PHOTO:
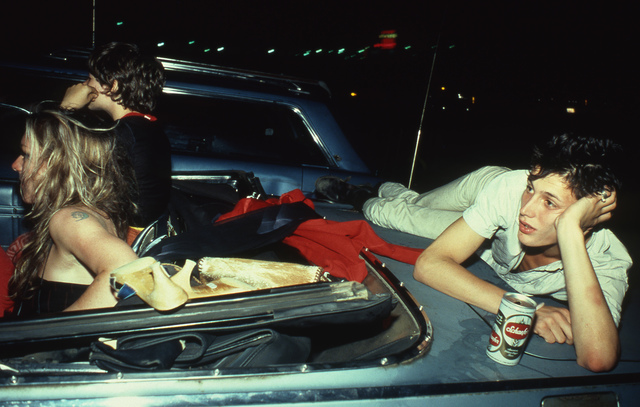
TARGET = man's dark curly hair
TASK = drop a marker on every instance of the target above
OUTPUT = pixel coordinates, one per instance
(140, 77)
(586, 163)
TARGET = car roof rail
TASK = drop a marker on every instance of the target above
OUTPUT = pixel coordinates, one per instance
(293, 84)
(290, 83)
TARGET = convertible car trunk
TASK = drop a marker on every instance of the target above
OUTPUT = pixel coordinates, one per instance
(342, 323)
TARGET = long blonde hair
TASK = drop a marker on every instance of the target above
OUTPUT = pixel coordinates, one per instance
(71, 165)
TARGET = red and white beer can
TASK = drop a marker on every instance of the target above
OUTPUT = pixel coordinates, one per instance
(511, 329)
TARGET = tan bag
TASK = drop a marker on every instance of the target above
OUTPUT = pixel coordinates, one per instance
(217, 276)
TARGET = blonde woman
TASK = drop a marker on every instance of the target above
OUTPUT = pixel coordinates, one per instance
(80, 192)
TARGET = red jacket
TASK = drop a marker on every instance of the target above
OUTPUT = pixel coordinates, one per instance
(334, 246)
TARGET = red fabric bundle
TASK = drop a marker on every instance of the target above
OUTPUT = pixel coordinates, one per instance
(334, 246)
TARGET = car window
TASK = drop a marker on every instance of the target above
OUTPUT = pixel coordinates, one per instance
(238, 129)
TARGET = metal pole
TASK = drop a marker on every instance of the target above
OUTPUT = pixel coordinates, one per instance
(424, 108)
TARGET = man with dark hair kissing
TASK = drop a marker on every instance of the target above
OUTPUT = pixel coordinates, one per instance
(126, 85)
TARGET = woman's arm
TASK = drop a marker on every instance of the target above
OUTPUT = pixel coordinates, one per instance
(439, 267)
(84, 235)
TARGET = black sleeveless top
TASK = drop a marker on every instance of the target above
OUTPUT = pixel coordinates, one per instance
(52, 296)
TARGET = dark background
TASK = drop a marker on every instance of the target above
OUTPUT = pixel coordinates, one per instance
(523, 62)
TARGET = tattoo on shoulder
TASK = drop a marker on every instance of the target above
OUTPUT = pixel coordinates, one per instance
(79, 215)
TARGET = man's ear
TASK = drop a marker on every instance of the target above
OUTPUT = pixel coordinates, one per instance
(114, 88)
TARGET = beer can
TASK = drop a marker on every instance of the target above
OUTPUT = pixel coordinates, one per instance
(511, 329)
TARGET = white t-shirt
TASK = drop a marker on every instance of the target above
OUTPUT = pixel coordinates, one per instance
(494, 215)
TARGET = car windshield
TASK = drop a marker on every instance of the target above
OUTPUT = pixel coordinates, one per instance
(238, 129)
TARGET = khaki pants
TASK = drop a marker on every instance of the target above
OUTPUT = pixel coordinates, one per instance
(427, 214)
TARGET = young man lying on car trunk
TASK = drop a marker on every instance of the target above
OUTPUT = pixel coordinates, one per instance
(545, 235)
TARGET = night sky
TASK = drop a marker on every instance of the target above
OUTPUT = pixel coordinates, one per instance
(523, 61)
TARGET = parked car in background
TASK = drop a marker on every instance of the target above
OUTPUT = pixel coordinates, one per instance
(280, 128)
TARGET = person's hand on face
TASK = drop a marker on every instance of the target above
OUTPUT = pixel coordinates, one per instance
(590, 211)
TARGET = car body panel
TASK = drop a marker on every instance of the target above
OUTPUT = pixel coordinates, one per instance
(310, 106)
(454, 372)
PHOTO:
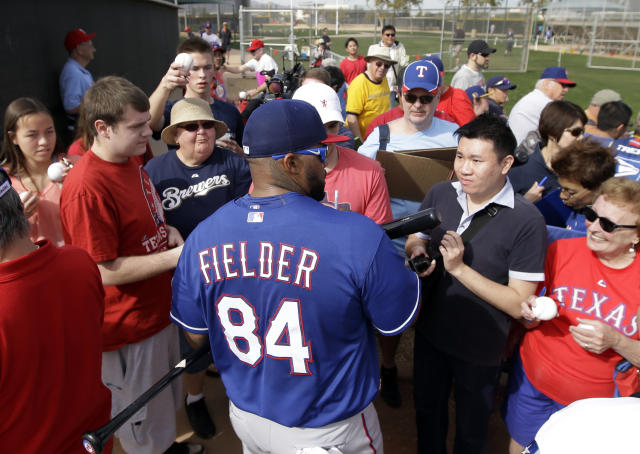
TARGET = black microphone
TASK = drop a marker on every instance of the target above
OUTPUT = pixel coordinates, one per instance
(422, 220)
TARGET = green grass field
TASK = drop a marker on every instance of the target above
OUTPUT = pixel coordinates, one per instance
(588, 80)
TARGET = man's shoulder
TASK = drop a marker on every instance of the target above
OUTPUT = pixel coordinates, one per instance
(159, 163)
(361, 162)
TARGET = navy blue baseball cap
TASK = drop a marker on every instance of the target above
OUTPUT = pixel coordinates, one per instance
(422, 74)
(559, 74)
(282, 126)
(500, 82)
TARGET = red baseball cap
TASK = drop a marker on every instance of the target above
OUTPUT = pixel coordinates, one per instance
(255, 44)
(76, 37)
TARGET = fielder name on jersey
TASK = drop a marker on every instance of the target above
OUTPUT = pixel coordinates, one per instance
(229, 261)
(172, 197)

# # # # #

Copy exactly the line containing "TARGET = man's shoulder" and every line after it, ending with the last line of the records above.

TARGET = man's shoulder
TASK = drop a marker on every instance of the target above
OUTPUT = pixel coordinates, one per instance
(159, 163)
(361, 162)
TARGET = navy blue baseball cap
TASK = drop a marker on every instance of the target above
OUTPUT = pixel coordinates, one per instance
(422, 74)
(559, 74)
(282, 126)
(500, 82)
TARGET = red baseball cap
TASK = drop a marker on every instance of the target above
OUTPUT = pixel coordinates, one per instance
(255, 44)
(76, 37)
TARGET = fielder name on jersey
TASK = drop a marker on every instance of the target above
OUTPUT = pixel coordinates, one per instance
(229, 261)
(172, 197)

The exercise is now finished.